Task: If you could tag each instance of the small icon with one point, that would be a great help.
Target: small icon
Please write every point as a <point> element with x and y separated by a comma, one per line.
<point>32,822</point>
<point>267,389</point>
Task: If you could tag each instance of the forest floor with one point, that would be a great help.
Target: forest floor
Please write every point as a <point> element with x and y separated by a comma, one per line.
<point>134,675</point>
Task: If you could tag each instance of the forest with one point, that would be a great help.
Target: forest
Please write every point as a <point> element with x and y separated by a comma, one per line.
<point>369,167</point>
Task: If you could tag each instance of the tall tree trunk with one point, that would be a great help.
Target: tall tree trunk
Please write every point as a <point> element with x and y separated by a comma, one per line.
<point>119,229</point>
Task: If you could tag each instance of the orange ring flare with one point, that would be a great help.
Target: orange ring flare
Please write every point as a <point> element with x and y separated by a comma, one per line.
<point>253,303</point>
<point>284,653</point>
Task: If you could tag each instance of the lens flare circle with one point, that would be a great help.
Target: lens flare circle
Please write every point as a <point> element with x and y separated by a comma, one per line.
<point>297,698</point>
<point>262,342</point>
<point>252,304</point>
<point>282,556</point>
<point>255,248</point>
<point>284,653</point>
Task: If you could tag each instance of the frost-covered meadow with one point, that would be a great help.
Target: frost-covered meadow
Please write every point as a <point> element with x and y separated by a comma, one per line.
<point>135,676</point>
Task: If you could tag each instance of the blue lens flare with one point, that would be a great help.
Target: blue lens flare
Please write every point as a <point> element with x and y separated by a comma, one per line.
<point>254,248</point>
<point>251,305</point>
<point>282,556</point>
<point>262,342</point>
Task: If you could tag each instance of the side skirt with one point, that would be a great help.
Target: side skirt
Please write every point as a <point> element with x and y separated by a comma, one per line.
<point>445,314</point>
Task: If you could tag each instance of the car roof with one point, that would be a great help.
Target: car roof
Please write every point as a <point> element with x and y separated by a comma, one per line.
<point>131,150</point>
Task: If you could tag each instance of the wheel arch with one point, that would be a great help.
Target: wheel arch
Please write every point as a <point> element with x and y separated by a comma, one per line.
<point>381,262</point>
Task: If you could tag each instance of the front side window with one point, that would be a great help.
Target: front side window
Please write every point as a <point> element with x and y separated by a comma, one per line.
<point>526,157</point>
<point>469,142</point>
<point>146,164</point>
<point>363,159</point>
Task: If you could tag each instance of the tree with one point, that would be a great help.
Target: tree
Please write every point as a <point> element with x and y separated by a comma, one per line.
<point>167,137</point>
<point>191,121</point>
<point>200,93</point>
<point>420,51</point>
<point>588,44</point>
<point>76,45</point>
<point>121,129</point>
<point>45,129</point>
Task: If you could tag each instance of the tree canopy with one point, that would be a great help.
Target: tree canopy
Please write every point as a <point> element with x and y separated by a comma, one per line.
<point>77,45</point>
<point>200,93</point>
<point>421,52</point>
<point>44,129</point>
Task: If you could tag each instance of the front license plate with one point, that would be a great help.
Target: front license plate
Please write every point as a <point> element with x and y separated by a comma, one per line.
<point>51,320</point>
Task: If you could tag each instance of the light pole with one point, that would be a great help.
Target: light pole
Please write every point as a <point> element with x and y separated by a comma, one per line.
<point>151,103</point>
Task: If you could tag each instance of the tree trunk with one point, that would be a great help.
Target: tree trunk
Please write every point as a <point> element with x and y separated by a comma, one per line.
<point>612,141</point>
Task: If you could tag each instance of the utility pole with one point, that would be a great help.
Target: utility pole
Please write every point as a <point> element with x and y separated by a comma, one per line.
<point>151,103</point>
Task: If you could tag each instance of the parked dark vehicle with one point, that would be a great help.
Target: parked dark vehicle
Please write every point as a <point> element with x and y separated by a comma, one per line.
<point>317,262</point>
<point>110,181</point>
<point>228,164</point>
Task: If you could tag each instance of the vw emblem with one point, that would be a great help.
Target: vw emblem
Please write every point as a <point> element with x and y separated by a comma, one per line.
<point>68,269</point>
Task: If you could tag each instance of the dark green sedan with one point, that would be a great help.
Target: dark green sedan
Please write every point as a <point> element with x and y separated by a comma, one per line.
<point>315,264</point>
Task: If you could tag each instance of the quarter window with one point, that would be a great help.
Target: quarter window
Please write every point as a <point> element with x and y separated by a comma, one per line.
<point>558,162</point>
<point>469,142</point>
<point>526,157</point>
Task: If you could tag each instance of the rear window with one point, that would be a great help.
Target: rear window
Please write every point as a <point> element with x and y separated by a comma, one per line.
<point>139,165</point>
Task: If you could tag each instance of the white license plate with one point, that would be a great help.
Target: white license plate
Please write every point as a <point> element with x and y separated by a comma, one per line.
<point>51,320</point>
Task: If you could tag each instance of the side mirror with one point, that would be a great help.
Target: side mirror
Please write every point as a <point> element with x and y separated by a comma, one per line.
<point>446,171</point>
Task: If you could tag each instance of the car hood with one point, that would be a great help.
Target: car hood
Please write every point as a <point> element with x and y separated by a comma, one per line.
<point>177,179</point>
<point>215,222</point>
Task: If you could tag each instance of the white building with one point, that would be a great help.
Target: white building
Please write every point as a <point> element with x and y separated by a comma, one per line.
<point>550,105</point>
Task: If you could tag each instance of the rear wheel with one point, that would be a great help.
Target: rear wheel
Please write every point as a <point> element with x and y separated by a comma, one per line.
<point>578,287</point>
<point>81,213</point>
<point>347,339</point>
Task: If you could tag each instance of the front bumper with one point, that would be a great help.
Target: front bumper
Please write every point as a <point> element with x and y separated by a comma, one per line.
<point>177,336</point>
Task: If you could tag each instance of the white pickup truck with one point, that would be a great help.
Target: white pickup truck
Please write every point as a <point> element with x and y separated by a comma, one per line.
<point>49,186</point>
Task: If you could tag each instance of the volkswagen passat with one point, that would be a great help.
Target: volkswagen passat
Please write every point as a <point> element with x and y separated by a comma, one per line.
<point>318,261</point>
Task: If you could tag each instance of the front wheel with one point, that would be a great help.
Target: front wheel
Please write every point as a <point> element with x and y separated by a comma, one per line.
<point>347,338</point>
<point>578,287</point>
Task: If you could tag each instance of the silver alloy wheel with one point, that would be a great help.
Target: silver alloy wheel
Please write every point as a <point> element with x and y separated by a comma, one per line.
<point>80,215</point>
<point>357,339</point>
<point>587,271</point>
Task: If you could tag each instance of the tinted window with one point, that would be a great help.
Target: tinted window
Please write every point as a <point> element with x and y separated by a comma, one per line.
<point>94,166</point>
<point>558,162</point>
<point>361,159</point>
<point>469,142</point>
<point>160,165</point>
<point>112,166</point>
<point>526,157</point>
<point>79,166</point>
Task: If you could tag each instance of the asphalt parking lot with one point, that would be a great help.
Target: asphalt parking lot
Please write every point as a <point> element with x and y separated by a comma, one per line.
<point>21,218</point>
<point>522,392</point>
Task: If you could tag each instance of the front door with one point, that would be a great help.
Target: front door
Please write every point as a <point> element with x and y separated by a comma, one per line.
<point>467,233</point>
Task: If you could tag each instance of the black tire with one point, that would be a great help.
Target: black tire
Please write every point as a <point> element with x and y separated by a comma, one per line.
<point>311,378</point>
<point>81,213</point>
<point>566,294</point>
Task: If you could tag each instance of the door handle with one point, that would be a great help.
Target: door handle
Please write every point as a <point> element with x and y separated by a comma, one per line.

Exercise instructions => Retype every one of the rows above verbatim, with no changes to wording, punctuation, or line breaks.

Worked solution =>
Task: If you could tag each instance of the small icon with one point, that would be a great help.
Target: small icon
Please write every point as a <point> element with x and y separated by a comma, one per line.
<point>32,822</point>
<point>267,389</point>
Task: If you could tag each instance of the forest floor with one point, that would be a great help.
Target: forest floor
Please write every point as a <point> element with x and y separated by a comma, one per line.
<point>134,675</point>
Task: If you could tag each instance of the forest with one point, that would be a great help.
Target: forest
Please write every point as a <point> element with x and y separated by a comma, one per line.
<point>369,167</point>
Task: If you could tag each instance of the tall tree trunk with one point, that would be a great help.
Target: tall tree trunk
Please write every point as a <point> element with x and y separated by a comma, one per line.
<point>119,229</point>
Task: If you could tag each instance of the orange ring flare with one point, that would be a great help.
Target: orange ring flare
Please write every point as a <point> element with x and y separated by a comma, one per line.
<point>253,303</point>
<point>284,653</point>
Task: If you could tag each instance of the lens flare circle with one point, that would be a great help.
Target: lens flare circle
Please write every point as a <point> element with x and y separated by a comma, one per line.
<point>297,698</point>
<point>262,342</point>
<point>252,304</point>
<point>282,556</point>
<point>255,248</point>
<point>284,653</point>
Task: If you could tag each instance of the frost-covered meadow with one point, that would be a great help.
Target: frost-covered meadow
Please write every point as a <point> element with x and y separated by a comma, one per line.
<point>135,676</point>
Task: If you could tag each instance of the blue lens flare with one point, that would be a great help.
Target: blue lens flare
Please write every point as a <point> element with x and y separated by a comma, one per line.
<point>254,248</point>
<point>251,305</point>
<point>282,556</point>
<point>262,342</point>
Task: If you could tag each instance of the side skirt with one point, that would be a great help.
Target: side skirt
Please write every point as a <point> element with x and y separated by a comma, one per line.
<point>445,314</point>
Task: If you could tag each instance of the car roof with one point, that would be a great help.
Target: car roof
Please write every point as a <point> element with x and y separated by a comma, one per line.
<point>131,150</point>
Task: If you could tag each instance of the wheel arch with one point, that would be a great help.
Target: wheel arch
Please write every point as a <point> element with x and y separated by a comma, one per line.
<point>381,262</point>
Task: If you could tag each instance of the front side window with one point, that would be a great help.
Target: front side window
Please write every point as a <point> element with x and y separated by a comma, one per line.
<point>526,157</point>
<point>469,142</point>
<point>146,164</point>
<point>363,159</point>
Task: If you could tag each instance of the tree with one point, that would be a great help.
Target: tree
Please write every point as a <point> element with x and y separated by a comma, one per line.
<point>167,137</point>
<point>191,121</point>
<point>200,93</point>
<point>420,51</point>
<point>588,44</point>
<point>76,45</point>
<point>121,129</point>
<point>45,129</point>
Task: If you could tag each instance of the tree canopy with one point, that would be a great help.
Target: tree canopy
Please write every point as a <point> element with x and y separated by a comma, one per line.
<point>77,45</point>
<point>200,93</point>
<point>421,52</point>
<point>44,129</point>
Task: If you could tag each instance of the front license plate with one point, that would be a great help.
Target: front license plate
Please write every point as a <point> element with x and y separated by a comma, one per line.
<point>51,320</point>
Task: If you could tag each instance of the light pole with one point, that would be a great help.
Target: light pole
Please write every point as a <point> element with x and y separated by a comma, one per line.
<point>151,103</point>
Task: If you could tag each instance of the tree trunk with one point, that would be a great help.
Target: tree trunk
Please write every point as a <point> element with x and y separated by a comma, one per line.
<point>612,141</point>
Task: If you could tag each instance of the utility pole with one point, that would be a great help.
Target: utility pole
Please write every point as a <point> element with x and y separated by a comma, one per line.
<point>151,103</point>
Task: If you could tag each instance of the parked dark vehicle with one point, that would be a great help.
Target: parked dark vehicle
Please write every point as a <point> element with x and y separated by a comma, one per line.
<point>317,262</point>
<point>110,181</point>
<point>228,164</point>
Task: If you could tag each instance of the vw emblem with one point, that would be a great help.
Target: vw emblem
Please write every point as a <point> element with x and y separated by a comma, one per line.
<point>68,269</point>
Task: If you could tag each instance of the dark green sedan with one point, that would be a great help.
Target: dark green sedan
Please write every point as a <point> element with x and y separated by a comma, one per line.
<point>315,264</point>
Task: If you could tag each instance of the quarter window with one point, that would be a great help.
Target: quarter window
Please write every point as a <point> element with x and y separated by a comma, one per line.
<point>558,162</point>
<point>469,142</point>
<point>526,157</point>
Task: If you could tag each instance of the rear window with one point, that would be a great help.
Target: rear window
Please write every point as a <point> element with x and y separated by a comma, one per line.
<point>139,165</point>
Task: If you could tag each instance of the white license plate with one point, that would be a great help.
Target: white license plate
Please write every point as a <point> element with x and y separated by a comma, one per line.
<point>51,320</point>
Task: If you could tag each instance of the side mirror with one point, that would be a great help.
Target: side mirror
Please write every point as a <point> element with x and y separated by a comma, one per line.
<point>446,171</point>
Task: If you could tag each instance of the car hood with one point, that would be a great help.
Target: car hood
Please write every point as a <point> element with x and y separated by a comma, one per line.
<point>177,179</point>
<point>215,222</point>
Task: If you could tag each instance of the white building with one point, that would be a great help.
Target: white building
Please write every point as a <point> element with x and y separated by a comma, one per line.
<point>550,105</point>
Task: If you could tag each instance of the rear wheel with one point, that would be a great help.
Target: rear wheel
Please write every point as a <point> element with x and y separated by a comma, one per line.
<point>578,287</point>
<point>81,213</point>
<point>347,339</point>
Task: If you could tag each instance of the front bumper with one point, that would be a great help.
Target: front bumper
Please write every point as a <point> element with x and y separated by a comma, one per line.
<point>177,336</point>
Task: If you could tag each instance of the white pickup truck with one point, that would be a great help.
Target: white pickup truck
Please write every point as a <point> element with x and y separated by a comma, one per line.
<point>49,186</point>
Task: If you could tag each instance of the volkswagen passat with one point, that would be a great help.
Target: volkswagen passat
Please write every point as a <point> element with x and y separated by a comma, one per line.
<point>318,261</point>
Task: If you could tag each instance of the front wheel with one point, that would be a great help.
Target: front wheel
Please write every point as a <point> element with x and y separated by a comma, one per line.
<point>347,338</point>
<point>578,287</point>
Task: If you could tag each instance of the silver alloy wheel with one point, that would be a great help.
Target: silver alloy wheel
Please write every point as a <point> element with x and y separated by a comma, one per line.
<point>80,215</point>
<point>357,339</point>
<point>587,271</point>
Task: If you could tag each instance of the tinted window with one point, that would be a great help.
Target: tinted window
Please write every point as a <point> element with x and y separated by a comma, one per line.
<point>94,166</point>
<point>558,162</point>
<point>361,159</point>
<point>469,142</point>
<point>160,165</point>
<point>112,166</point>
<point>526,157</point>
<point>79,166</point>
Task: If you could tag each instance of the asphalt parking lot with one point, that would be a great help.
Target: asphalt parking lot
Please write every point as a <point> element with x and y separated by a comma, one per line.
<point>21,218</point>
<point>522,392</point>
Task: If you could tag each instance of the front door with one point, that would be a great help.
Target: front door
Please write every point as a <point> element with x and y separated by a comma, one per line.
<point>467,233</point>
Task: If you could tag each instance of the black tire with one point, that would be a great help.
Target: black tire
Please write every point as a <point> element with x and y separated by a comma, one per line.
<point>311,378</point>
<point>81,213</point>
<point>566,294</point>
Task: If you could tag each instance of the door handle with one point, that would be a great help.
Target: door handle
Please write every point as a <point> element with x and y separated by a comma, one per line.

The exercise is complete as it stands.